- _DO THIS_: Repeat every line, requests included, from the start of the records through the line holding "171], [121, 171]]]", inclusive, multiplying each coordinate in the answers by 2.25 and rounding to whole numbers, with halves rounded up. Leave the pictures out.

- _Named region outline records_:
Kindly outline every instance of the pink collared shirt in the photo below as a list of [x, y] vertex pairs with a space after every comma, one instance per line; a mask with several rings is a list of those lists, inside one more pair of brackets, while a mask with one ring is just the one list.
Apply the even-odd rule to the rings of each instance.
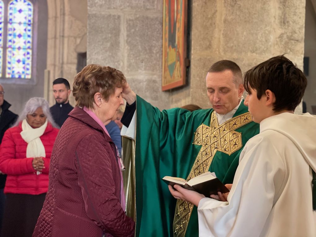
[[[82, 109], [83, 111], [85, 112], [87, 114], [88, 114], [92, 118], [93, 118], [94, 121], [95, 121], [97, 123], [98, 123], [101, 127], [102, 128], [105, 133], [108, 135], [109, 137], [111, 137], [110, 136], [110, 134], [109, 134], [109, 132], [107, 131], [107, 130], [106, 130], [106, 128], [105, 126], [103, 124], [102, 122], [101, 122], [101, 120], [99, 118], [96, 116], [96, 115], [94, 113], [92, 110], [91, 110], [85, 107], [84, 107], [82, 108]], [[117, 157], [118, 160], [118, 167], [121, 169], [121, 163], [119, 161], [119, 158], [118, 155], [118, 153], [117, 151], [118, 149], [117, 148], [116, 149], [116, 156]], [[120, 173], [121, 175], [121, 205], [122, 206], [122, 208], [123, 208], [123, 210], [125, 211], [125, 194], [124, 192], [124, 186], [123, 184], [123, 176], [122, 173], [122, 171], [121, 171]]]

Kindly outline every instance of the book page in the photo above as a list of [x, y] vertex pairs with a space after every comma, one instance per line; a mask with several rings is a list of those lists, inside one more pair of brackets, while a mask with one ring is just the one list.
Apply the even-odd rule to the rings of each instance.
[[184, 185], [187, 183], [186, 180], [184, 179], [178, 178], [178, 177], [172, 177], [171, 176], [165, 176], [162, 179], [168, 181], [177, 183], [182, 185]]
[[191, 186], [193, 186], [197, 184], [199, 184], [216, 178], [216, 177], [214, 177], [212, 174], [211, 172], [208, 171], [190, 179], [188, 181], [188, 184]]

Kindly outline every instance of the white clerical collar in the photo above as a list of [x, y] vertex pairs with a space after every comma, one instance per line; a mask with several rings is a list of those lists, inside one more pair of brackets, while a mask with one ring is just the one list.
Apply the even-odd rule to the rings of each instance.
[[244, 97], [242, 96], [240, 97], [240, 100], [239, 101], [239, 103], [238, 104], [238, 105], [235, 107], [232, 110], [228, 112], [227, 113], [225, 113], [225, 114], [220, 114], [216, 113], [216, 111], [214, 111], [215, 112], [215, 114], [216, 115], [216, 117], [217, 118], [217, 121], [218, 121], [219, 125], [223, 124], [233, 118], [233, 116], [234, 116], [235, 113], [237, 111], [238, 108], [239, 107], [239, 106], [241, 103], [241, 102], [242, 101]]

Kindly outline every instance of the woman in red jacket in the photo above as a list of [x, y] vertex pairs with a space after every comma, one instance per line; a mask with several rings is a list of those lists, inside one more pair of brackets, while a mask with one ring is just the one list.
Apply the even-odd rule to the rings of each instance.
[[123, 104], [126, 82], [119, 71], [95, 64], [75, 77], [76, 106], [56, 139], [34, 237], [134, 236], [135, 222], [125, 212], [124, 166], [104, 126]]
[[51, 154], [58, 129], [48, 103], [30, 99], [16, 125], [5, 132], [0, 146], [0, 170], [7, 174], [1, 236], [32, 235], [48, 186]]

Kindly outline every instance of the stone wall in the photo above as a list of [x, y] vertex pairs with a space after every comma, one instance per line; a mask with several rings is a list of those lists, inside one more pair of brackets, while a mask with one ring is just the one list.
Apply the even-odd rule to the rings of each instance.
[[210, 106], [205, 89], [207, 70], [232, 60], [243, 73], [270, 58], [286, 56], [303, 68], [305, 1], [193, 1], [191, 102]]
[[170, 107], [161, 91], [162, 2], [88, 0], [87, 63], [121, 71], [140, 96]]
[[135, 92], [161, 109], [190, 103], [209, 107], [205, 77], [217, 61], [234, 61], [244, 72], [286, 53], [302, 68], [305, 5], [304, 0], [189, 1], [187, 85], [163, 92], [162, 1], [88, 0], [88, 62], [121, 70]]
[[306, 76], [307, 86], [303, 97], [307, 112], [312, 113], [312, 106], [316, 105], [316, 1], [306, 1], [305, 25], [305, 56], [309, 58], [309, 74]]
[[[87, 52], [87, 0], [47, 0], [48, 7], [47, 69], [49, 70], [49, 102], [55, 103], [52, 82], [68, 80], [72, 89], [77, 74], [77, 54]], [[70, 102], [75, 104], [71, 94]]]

- _ANSWER TO THE TASK_:
Kindly outline every instance of the pink collared shirt in the photo below as a list of [x, y] vertex pairs with a space after every comma, one instance per line; a mask with several rings is a list of those lists, inside one more pair of brackets, while a mask with one ring is just the one list.
Apply the even-odd rule to the rings of each instance.
[[[185, 245], [187, 250], [191, 252], [196, 257], [198, 257], [207, 266], [209, 266], [212, 272], [214, 272], [218, 277], [221, 277], [227, 286], [230, 288], [236, 299], [243, 304], [245, 308], [250, 308], [248, 306], [248, 302], [245, 302], [245, 297], [241, 295], [241, 293], [239, 293], [239, 288], [236, 284], [232, 279], [230, 275], [227, 275], [227, 270], [223, 266], [216, 261], [216, 259], [212, 254], [207, 248], [205, 248], [191, 241], [189, 241], [185, 243]], [[263, 353], [266, 360], [266, 376], [272, 380], [272, 367], [268, 362], [268, 356], [266, 349], [266, 344], [263, 340], [266, 335], [263, 333], [261, 335], [261, 351]], [[270, 389], [272, 394], [272, 461], [275, 464], [275, 468], [277, 468], [277, 473], [281, 475], [281, 437], [279, 432], [279, 419], [277, 414], [277, 396], [275, 389], [275, 385], [272, 385]]]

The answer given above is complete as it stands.